Sea un líder: cómo cambiar a los demás sin ofenderlos ni despertar resentimientos

Capitulo 3

HABLE PRIMERO DE SUS PROPIOS ERRORES

DALE CARNEGIE

 

Capitulo 3

HABLE PRIMERO DE SUS PROPIOS ERRORES

Mi sobrina, Josephine Carnegie, había venido a Nueva York para trabajar como secretaria mía. Tenía 19 años, se había recibido tres años antes en la escuela se­cundaria, y su experiencia de trabajo era apenas superior a cero. Hoy es una de las más perfectas secretarias del mundo; pero en los comienzos era... bueno, susceptible de mejorar. Un día en que empecé a criticarla, refle­xioné:

 
   

"Un minuto, Dale Carnegie; espera un minuto. Eres dos veces mayor que Josephine. Has tenido diez mil veces más experiencia que ella en estas cosas. ¿Cómo puedes esperar que ella tenga tus puntos de vista, tu juicio, tu iniciativa, aunque sean mediocres? Y, otro minuto, Dale; ¿qué hacías tú a los 19 años? ¿No recuerdas los errores de borrico, los disparates de tonto que hacías? ¿No recuerdas cuando hiciste esto... y aque­llo...?"

> _Qué se pide_
Transcriba completo y sin ninguna alteración el texto sobre hablar primero de los propios errores.

> _Información proporcionada_
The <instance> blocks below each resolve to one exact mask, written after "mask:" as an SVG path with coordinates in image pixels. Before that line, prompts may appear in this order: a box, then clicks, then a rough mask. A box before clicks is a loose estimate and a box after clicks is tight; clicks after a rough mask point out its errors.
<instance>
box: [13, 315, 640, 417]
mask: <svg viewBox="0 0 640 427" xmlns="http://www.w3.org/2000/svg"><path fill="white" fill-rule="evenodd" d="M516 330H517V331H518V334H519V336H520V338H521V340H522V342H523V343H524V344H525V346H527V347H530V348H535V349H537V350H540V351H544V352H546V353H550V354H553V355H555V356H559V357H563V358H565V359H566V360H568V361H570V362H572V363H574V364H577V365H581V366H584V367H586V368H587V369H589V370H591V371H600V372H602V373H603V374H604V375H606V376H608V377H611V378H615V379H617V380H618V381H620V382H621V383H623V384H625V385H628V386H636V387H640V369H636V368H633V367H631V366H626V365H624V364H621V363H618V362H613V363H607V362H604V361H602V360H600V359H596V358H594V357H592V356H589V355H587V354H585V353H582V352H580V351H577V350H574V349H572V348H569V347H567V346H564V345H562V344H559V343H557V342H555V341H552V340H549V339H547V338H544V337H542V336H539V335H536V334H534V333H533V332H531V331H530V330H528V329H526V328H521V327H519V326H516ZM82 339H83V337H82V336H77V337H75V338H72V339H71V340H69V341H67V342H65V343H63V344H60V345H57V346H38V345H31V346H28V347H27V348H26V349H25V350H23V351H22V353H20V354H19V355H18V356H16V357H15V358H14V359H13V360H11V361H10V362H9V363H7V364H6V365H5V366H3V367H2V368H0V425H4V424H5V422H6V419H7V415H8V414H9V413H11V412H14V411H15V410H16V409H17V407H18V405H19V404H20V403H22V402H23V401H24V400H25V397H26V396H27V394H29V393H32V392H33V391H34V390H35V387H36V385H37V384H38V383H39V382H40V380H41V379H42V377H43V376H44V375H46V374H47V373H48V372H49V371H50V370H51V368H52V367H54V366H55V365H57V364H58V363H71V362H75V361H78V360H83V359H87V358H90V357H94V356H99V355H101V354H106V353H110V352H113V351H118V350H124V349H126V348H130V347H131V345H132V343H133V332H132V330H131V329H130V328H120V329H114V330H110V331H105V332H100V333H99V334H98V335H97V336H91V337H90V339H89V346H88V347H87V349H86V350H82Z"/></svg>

> _Su respuesta_
Sea un líder: cómo cambiar a los demás sin ofenderlos ni despertar resentimientos

Capitulo 3

HABLE PRIMERO DE SUS PROPIOS ERRORES

DALE CARNEGIE

 

Capitulo 3

HABLE PRIMERO DE SUS PROPIOS ERRORES

Mi sobrina, Josephine Carnegie, había venido a Nueva York para trabajar como secretaria mía. Tenía 19 años, se había recibido tres años antes en la escuela se­cundaria, y su experiencia de trabajo era apenas superior a cero. Hoy es una de las más perfectas secretarias del mundo; pero en los comienzos era... bueno, susceptible de mejorar. Un día en que empecé a criticarla, refle­xioné:

 
   

"Un minuto, Dale Carnegie; espera un minuto. Eres dos veces mayor que Josephine. Has tenido diez mil veces más experiencia que ella en estas cosas. ¿Cómo puedes esperar que ella tenga tus puntos de vista, tu juicio, tu iniciativa, aunque sean mediocres? Y, otro minuto, Dale; ¿qué hacías tú a los 19 años? ¿No recuerdas los errores de borrico, los disparates de tonto que hacías? ¿No recuerdas cuando hiciste esto... y aque­llo...?"